* **Your instructions**
Count the lines in the material below that contain the string "leaf", matching case exactly. Reply with the number only.

* **Provided records**
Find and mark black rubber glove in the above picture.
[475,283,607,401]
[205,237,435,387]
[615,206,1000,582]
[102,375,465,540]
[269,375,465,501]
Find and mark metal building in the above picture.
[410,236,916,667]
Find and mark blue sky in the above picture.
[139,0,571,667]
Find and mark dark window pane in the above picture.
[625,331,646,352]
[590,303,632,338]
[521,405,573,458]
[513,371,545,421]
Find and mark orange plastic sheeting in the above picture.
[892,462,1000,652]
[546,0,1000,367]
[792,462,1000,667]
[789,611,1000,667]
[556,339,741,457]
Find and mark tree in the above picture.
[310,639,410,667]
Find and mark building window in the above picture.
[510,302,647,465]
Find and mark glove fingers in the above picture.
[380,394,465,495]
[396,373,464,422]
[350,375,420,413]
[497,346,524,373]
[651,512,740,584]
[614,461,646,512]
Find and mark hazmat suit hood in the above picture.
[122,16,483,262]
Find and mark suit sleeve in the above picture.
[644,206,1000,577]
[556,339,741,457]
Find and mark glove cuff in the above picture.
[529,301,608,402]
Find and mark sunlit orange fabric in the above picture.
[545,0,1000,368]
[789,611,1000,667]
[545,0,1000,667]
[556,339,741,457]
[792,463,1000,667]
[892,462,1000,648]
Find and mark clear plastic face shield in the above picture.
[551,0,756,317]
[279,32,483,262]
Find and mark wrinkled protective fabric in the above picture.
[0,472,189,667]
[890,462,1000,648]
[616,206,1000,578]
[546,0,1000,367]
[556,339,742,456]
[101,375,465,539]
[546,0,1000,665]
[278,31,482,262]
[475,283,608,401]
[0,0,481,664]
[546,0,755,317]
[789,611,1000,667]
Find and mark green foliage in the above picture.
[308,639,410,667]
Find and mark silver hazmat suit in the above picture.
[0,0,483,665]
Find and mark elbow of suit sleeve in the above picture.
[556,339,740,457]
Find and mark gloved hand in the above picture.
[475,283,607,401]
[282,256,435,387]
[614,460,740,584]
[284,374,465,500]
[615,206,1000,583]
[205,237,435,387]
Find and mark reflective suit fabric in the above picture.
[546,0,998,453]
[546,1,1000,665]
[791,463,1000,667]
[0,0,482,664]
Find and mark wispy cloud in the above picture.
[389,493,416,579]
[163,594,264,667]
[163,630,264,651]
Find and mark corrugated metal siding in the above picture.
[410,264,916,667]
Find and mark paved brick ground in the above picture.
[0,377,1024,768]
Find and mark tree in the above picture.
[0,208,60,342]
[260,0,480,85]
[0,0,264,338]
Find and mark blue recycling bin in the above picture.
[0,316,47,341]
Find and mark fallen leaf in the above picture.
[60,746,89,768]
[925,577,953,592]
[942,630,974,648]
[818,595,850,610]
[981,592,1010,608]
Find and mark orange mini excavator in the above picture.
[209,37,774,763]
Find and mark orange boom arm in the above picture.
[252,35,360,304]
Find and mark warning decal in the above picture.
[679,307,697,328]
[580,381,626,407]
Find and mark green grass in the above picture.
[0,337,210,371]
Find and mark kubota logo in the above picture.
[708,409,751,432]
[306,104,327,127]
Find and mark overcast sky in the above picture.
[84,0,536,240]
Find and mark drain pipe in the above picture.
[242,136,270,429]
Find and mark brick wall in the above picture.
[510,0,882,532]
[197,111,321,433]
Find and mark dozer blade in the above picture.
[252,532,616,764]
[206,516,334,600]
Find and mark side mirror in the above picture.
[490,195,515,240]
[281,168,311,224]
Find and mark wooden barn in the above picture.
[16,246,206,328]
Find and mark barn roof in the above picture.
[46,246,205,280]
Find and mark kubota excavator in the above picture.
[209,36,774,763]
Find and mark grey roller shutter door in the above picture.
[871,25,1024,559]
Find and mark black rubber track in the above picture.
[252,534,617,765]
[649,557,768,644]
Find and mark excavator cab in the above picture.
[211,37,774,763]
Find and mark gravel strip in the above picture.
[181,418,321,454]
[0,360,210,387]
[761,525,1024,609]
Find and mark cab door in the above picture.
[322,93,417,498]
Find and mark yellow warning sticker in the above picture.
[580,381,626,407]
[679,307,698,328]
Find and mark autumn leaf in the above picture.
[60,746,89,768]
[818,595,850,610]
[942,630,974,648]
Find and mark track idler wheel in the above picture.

* **Solution**
2